REQUIREMENT
Copy out each line of the data below word for word, without changing anything.

[RECORD EXCERPTS start]

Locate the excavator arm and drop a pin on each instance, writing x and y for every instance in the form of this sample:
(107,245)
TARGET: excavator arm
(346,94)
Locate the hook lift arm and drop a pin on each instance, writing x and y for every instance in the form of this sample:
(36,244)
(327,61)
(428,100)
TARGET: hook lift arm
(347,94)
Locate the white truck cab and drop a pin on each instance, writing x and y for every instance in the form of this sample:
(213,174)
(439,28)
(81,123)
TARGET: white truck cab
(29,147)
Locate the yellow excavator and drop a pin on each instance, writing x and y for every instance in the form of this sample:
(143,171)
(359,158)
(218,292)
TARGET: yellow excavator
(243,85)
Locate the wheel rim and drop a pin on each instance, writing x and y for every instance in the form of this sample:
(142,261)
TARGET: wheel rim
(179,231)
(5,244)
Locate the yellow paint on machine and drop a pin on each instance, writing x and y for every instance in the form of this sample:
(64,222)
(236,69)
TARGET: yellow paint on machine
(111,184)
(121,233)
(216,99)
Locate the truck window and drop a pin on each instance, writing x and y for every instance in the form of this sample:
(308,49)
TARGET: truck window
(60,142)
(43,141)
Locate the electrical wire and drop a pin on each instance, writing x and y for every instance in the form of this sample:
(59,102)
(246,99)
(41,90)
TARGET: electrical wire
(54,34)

[RECORD EXCERPTS end]

RESULT
Locate the excavator arm and drop a pin on each instance, writing x and y for every instance in the form of this sample:
(107,245)
TARGET: excavator arm
(346,94)
Locate the hook lift arm and drop a pin on each instance, writing x and y for every instance in the form of this sample:
(36,244)
(327,61)
(428,100)
TARGET: hook lift arm
(347,94)
Locate the white truck cab and drop a pin on each instance, writing x and y for every instance in the form of this sample:
(213,174)
(439,28)
(81,123)
TARGET: white truck cab
(29,147)
Locate the yellow excavator and drop a pin on each instance, writing x and y for every instance in the form of this sample:
(143,171)
(359,158)
(218,292)
TARGET: yellow excavator
(243,85)
Locate the wheel rim and drop a pin on each instance, writing x and y for every instance in the form of this sample:
(142,261)
TARGET: wheel rim
(179,231)
(5,244)
Locate the yellow paint on machine and drop a pin on each instance, writing x and y for every instance in the form of this sample:
(64,222)
(236,69)
TARGET: yellow paint on machine
(111,184)
(121,233)
(216,99)
Locate the truck window and drop a pin on each instance, writing x and y for every instance in the form of this sample:
(308,49)
TARGET: truck window
(60,142)
(43,141)
Locate the electrical wire and drop a pin on each instance, writing x and y for every instance in the form of this sample:
(59,102)
(246,99)
(41,90)
TARGET: electrical wire
(54,34)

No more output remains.